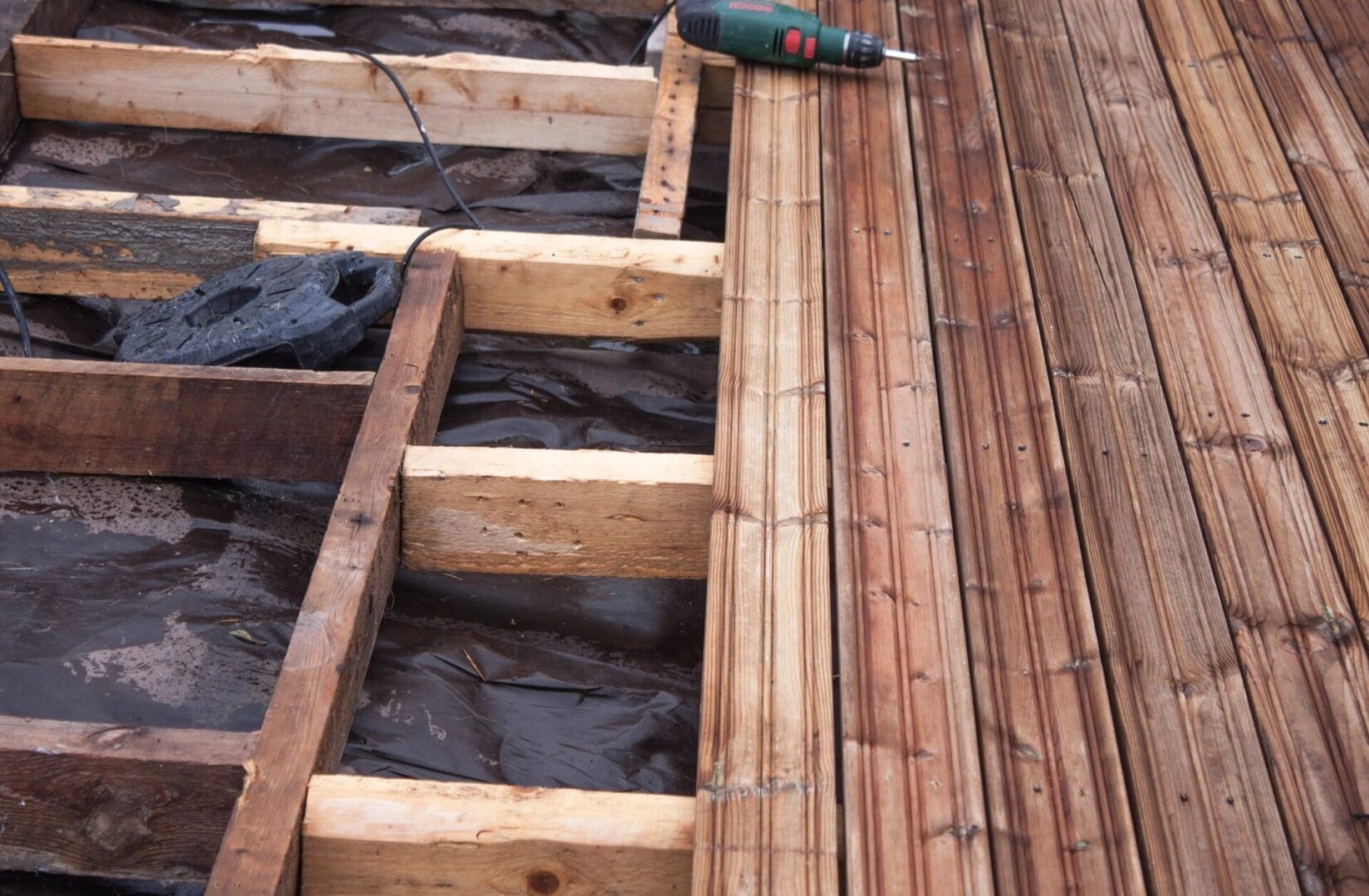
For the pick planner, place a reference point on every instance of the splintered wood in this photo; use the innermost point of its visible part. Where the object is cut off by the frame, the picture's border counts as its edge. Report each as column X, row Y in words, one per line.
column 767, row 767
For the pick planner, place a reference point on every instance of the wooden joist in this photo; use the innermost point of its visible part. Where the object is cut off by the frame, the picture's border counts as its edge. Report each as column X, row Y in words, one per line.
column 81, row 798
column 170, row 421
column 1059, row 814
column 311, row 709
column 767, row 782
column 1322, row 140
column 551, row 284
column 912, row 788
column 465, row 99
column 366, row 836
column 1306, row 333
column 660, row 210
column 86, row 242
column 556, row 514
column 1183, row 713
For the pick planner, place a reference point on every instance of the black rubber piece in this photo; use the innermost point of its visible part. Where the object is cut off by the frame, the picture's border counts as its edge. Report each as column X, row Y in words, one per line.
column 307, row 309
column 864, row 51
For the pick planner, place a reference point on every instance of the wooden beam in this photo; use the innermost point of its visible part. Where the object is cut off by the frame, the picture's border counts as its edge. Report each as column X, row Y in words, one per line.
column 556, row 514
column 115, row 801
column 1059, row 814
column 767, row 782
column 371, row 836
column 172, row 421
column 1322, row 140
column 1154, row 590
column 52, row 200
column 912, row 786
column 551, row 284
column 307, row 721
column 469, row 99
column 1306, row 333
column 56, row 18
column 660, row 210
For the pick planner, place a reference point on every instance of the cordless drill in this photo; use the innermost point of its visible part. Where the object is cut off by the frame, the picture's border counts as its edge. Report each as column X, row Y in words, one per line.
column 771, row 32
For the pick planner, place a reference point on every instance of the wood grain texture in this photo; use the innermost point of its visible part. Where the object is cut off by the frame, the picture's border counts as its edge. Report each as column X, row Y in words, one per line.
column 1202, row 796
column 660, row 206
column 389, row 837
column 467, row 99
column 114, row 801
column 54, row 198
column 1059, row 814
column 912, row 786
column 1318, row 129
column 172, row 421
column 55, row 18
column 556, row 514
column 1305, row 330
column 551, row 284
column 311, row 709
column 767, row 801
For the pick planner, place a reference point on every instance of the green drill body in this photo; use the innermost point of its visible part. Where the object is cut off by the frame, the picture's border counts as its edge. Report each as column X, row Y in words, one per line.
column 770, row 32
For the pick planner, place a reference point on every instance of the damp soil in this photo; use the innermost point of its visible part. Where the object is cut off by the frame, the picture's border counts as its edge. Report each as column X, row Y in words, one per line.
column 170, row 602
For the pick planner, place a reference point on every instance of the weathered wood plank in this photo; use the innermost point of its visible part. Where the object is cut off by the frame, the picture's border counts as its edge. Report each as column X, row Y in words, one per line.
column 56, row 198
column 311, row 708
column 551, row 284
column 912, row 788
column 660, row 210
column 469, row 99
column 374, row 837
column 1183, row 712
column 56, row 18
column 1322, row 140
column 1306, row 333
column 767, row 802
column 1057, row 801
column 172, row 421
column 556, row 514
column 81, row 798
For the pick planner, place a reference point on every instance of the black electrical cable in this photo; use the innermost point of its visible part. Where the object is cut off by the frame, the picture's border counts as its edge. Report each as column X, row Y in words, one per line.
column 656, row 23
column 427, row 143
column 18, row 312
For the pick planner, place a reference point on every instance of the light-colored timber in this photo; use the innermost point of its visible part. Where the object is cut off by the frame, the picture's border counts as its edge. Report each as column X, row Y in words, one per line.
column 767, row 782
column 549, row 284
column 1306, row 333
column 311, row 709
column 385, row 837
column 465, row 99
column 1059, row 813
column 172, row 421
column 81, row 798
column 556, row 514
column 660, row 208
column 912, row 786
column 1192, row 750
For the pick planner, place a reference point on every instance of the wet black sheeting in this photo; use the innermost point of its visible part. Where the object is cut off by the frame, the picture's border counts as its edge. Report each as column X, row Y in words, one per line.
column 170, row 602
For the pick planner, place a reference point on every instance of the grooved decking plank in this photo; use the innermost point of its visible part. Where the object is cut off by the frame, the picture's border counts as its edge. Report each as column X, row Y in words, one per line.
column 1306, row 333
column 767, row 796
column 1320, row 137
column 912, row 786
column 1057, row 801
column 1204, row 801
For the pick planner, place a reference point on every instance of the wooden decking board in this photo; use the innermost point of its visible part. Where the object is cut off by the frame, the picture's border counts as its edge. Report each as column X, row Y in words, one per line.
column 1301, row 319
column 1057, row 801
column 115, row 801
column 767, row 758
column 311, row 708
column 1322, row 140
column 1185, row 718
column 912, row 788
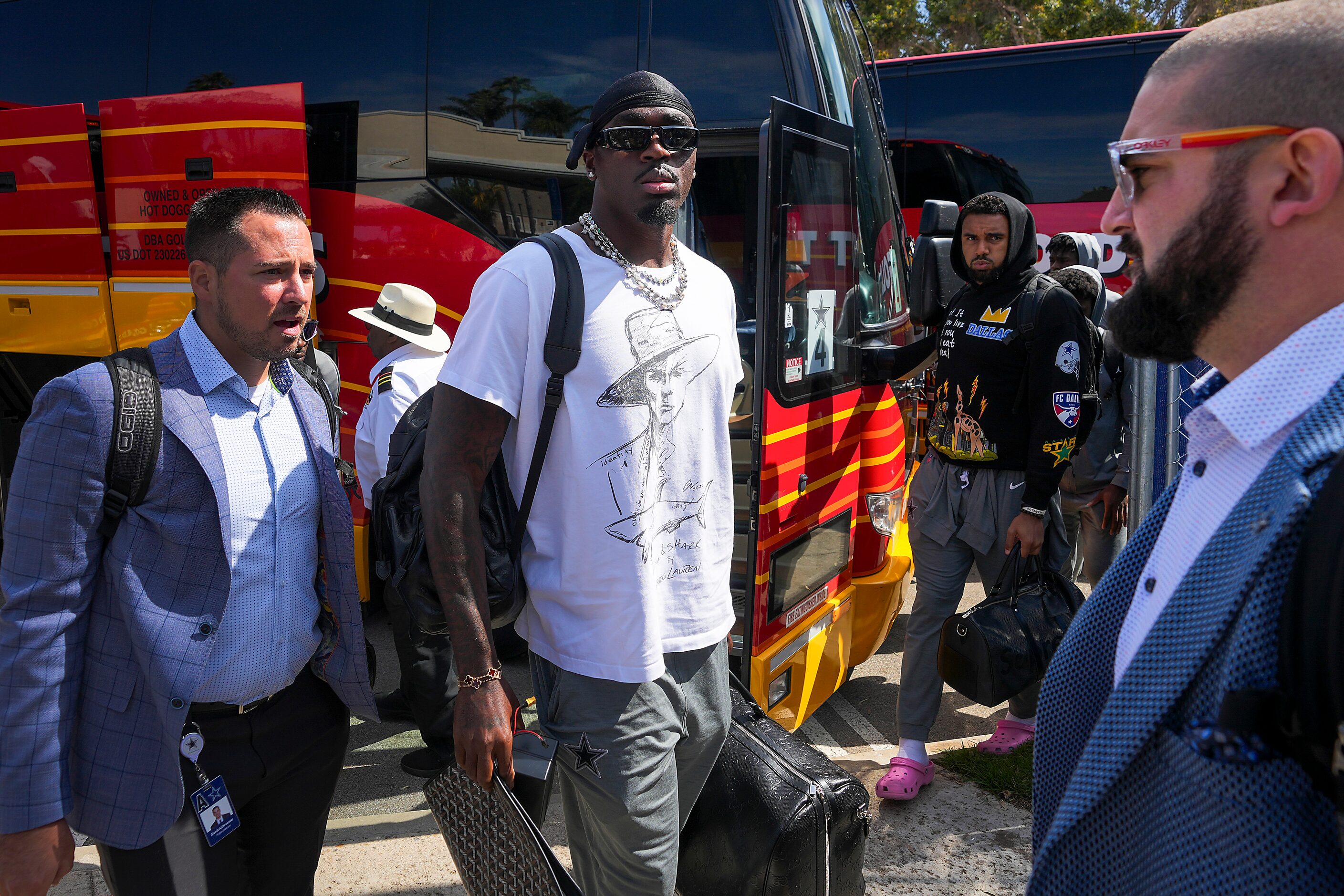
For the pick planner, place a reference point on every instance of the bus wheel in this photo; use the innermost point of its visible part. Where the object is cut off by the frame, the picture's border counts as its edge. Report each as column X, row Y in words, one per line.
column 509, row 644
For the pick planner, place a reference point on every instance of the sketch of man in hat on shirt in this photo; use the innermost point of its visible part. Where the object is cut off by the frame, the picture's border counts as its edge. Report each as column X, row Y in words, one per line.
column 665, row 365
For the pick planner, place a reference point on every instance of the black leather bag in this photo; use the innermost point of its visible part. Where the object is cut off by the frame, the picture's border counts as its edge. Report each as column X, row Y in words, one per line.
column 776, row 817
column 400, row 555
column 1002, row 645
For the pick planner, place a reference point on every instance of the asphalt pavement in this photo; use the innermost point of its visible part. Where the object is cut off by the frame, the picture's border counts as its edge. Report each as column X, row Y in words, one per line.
______________________________
### Task brief
Starting at the beginning of the records and ending at the line that contains "column 864, row 51", change "wooden joist" to "timber joist" and write those lines out again with nothing else altered. Leave the pictures out of the answer.

### The completed task
For the pick planner, place a reference point on every instance of the splintered wood in this photo; use the innermost point of its visible part. Where the object is cut off by the frame, the picture's border counts as its edge. Report each as column X, row Y in words, one per line.
column 767, row 767
For the pick planner, place a reference point on every instance of the timber joist in this photo; use the innermost point of its visible part. Where the object is cut off by the frame, the picture's border counts as its edge. Report each as column X, row Y in words, one per line.
column 81, row 798
column 170, row 421
column 1059, row 814
column 311, row 709
column 767, row 782
column 1322, row 140
column 551, row 284
column 912, row 788
column 465, row 99
column 366, row 836
column 1306, row 333
column 660, row 210
column 86, row 242
column 556, row 514
column 1183, row 713
For the pick planner, place a reference point on every instance of the black rubber piece in this photo; use the innermost point of its visible part. Where the object is cut off by the frame, the picture's border counts as its edge. Report each as column X, row Y in words, one per line.
column 307, row 309
column 864, row 51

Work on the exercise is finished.